### Exercise prompt
The required output is the line that contains "Query: thin cloud" and every line after it, each written out exactly, up to the end of the entries.

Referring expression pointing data
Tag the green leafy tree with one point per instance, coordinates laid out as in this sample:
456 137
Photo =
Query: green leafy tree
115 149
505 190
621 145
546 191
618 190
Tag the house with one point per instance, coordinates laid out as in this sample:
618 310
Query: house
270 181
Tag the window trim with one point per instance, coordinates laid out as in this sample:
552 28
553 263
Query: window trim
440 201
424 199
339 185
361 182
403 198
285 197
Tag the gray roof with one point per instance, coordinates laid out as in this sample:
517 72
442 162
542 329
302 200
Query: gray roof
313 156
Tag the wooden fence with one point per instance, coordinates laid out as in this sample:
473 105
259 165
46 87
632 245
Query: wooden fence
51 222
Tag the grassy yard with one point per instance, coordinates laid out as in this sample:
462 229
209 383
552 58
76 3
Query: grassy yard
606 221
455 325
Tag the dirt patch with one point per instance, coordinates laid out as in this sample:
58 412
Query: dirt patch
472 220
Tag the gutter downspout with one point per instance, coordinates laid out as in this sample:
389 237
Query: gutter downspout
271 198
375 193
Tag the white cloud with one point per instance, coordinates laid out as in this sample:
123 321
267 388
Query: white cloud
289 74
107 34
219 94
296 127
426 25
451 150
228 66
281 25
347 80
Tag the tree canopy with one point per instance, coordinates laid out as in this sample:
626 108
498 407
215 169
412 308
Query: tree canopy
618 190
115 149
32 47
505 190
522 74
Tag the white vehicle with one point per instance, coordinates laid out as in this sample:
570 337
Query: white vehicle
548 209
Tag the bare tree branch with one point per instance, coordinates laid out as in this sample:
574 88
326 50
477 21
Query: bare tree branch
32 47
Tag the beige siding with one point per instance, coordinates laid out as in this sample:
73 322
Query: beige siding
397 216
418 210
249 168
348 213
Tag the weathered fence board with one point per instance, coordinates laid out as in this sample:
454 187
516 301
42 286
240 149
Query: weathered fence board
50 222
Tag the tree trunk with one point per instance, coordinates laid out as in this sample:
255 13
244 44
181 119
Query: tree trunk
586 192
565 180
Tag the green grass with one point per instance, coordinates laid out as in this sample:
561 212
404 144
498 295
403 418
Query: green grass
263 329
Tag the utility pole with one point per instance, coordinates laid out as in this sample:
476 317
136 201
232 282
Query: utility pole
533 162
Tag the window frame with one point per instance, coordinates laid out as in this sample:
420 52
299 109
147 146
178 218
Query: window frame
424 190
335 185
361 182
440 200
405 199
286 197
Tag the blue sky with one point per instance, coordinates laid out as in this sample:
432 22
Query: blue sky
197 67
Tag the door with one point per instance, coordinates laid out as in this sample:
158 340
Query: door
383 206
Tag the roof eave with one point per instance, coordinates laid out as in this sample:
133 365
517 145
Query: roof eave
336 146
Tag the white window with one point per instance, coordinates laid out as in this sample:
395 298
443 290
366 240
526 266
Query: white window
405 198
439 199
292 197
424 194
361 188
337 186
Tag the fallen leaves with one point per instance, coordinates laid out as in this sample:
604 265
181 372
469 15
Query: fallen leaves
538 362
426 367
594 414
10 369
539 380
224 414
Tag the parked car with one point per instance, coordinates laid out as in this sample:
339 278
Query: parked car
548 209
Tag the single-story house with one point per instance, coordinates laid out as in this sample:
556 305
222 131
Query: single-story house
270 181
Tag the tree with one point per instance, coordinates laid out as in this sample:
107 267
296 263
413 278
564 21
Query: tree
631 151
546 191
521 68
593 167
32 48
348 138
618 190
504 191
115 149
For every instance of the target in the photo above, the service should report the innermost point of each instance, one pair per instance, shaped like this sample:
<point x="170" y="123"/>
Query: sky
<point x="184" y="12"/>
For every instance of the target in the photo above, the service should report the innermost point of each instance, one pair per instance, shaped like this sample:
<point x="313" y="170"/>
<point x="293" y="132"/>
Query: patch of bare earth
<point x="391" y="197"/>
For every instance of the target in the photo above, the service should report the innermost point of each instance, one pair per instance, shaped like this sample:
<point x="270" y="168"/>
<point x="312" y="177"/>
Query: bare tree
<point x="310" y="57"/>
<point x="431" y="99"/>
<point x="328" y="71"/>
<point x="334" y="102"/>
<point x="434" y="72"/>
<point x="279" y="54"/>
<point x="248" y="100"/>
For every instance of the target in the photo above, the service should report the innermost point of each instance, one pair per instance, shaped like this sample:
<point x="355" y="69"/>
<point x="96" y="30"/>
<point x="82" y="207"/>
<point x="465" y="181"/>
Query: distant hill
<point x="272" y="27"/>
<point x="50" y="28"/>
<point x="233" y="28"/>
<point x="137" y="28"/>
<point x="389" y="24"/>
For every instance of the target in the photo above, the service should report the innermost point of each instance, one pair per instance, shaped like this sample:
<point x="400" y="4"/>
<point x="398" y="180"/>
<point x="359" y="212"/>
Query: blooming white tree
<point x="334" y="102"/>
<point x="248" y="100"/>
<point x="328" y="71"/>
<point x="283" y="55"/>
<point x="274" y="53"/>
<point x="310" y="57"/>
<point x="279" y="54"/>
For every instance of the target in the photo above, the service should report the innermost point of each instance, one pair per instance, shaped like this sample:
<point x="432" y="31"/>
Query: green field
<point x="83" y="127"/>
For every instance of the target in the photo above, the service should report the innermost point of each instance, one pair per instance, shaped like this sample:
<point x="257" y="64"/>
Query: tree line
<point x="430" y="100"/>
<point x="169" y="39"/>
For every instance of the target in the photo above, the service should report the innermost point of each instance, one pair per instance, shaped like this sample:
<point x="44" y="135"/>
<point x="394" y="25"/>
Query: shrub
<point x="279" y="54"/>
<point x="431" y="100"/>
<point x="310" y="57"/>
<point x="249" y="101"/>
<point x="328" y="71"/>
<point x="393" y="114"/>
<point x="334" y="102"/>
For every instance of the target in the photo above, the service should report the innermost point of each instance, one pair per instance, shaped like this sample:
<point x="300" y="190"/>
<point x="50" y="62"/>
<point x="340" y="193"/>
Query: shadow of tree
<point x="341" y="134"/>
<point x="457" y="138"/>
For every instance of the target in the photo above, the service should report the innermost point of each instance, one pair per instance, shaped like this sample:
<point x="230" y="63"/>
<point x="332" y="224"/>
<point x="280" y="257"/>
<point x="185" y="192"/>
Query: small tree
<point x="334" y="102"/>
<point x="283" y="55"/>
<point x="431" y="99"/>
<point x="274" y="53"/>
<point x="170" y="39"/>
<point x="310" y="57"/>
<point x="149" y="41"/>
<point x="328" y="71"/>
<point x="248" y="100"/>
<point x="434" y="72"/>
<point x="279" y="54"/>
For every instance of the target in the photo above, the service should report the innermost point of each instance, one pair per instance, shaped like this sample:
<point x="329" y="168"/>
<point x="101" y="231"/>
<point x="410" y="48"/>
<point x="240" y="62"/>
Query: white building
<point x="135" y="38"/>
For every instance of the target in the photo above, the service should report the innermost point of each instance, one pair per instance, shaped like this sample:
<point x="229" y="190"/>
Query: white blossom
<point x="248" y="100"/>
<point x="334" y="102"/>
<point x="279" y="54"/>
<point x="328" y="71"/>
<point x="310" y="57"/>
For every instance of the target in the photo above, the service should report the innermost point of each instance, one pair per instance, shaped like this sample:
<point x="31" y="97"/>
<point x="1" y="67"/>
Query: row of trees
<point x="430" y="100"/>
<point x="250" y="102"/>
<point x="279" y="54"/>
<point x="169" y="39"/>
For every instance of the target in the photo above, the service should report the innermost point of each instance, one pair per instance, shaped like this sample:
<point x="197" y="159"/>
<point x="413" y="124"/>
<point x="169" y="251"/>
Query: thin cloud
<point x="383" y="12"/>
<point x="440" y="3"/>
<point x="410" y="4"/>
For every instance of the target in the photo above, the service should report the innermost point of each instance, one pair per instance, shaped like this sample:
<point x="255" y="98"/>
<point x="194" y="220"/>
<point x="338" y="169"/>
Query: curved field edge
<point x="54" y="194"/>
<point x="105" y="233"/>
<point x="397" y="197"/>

### Exercise solution
Query: thin cloud
<point x="383" y="12"/>
<point x="440" y="3"/>
<point x="410" y="4"/>
For every instance of the target in the photo above, the service should report the innermost point of each instance, one pair per instance, shaped like this sample:
<point x="255" y="98"/>
<point x="194" y="220"/>
<point x="338" y="169"/>
Query: curved field edge
<point x="54" y="194"/>
<point x="105" y="233"/>
<point x="397" y="197"/>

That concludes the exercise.